→ Aim of the exercise: Your answer should be every line of the entries that has the string "bank" in it.
Source material START
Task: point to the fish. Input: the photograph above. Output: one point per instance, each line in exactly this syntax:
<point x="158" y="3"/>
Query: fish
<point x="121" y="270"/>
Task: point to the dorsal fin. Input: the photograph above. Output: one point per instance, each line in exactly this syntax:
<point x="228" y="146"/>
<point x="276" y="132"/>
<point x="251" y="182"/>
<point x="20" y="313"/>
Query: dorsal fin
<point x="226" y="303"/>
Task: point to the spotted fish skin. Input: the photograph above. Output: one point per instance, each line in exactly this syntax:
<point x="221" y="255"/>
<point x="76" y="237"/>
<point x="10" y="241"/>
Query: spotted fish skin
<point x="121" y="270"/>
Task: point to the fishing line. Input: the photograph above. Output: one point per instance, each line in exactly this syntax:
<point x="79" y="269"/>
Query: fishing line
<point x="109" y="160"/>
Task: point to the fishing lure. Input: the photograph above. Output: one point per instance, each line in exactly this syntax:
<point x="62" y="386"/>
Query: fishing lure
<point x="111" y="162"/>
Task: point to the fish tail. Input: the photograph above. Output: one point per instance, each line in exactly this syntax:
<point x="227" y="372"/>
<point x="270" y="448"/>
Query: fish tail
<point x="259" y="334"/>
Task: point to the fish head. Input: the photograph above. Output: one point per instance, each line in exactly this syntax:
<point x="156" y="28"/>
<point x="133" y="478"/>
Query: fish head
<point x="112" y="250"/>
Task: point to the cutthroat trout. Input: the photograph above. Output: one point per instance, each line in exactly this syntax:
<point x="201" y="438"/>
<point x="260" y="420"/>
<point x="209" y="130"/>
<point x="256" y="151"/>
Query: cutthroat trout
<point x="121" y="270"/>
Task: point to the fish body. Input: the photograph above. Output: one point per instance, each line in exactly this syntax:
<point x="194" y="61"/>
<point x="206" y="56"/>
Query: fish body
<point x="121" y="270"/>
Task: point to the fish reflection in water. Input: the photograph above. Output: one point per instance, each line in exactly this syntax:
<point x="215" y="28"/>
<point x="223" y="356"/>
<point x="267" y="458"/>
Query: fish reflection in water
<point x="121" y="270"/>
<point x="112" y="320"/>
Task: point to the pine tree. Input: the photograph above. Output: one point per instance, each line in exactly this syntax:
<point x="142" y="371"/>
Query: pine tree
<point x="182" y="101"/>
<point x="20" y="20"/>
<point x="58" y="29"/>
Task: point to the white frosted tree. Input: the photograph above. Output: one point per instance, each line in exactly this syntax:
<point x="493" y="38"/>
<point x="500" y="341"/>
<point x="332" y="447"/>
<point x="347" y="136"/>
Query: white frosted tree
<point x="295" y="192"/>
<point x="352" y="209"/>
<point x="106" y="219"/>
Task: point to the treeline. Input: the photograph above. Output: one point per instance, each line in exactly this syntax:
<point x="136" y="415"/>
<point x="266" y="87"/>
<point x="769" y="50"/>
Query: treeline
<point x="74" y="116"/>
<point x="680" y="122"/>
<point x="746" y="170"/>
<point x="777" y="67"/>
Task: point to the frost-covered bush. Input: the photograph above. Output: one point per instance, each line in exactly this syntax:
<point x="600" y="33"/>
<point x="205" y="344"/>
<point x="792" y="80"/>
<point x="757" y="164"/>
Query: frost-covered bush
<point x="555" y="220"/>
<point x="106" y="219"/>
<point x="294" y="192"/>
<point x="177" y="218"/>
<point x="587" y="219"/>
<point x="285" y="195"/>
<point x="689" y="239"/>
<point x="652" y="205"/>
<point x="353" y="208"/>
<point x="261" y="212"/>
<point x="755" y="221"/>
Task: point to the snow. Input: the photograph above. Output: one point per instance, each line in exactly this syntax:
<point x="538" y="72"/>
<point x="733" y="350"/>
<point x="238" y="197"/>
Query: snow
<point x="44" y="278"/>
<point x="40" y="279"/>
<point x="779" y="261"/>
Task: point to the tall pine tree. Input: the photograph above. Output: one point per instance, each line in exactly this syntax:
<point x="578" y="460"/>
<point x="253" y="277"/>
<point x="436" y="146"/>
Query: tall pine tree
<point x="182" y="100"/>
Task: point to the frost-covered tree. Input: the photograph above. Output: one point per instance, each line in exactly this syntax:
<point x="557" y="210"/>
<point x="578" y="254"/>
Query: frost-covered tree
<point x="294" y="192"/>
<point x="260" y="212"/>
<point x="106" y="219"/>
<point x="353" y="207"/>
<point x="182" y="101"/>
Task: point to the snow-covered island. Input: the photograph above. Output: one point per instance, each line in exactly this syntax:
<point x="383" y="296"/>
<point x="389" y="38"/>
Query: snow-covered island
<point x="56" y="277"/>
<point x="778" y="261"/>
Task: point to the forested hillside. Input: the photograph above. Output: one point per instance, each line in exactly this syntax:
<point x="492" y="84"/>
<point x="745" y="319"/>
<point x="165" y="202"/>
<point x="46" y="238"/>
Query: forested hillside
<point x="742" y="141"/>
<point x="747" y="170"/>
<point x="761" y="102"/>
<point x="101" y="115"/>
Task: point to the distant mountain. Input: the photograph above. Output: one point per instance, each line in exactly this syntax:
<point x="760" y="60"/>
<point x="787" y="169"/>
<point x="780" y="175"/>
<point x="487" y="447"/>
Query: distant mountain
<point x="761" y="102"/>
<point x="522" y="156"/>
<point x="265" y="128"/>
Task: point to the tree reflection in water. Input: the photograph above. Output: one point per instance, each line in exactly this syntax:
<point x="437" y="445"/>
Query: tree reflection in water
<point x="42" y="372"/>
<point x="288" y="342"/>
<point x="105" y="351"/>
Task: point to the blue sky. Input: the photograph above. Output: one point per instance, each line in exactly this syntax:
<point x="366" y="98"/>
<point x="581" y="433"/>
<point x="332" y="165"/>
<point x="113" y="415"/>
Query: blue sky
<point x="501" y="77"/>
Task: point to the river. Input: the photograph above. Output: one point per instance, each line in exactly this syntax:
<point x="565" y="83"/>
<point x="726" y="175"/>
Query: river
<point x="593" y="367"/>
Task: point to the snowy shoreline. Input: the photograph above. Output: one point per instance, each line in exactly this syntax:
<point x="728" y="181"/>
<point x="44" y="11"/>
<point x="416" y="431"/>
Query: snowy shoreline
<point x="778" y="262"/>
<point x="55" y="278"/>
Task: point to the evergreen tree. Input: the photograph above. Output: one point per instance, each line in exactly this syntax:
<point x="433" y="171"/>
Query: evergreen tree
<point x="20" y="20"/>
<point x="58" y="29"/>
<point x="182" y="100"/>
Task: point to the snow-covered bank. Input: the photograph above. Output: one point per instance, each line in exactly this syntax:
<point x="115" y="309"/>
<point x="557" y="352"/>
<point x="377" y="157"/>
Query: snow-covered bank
Source material END
→ Your solution:
Task: point to the snow-covered bank. Input: the photograph above. Output: one point per instance, each line in exactly this syntax:
Query: snow-covered bank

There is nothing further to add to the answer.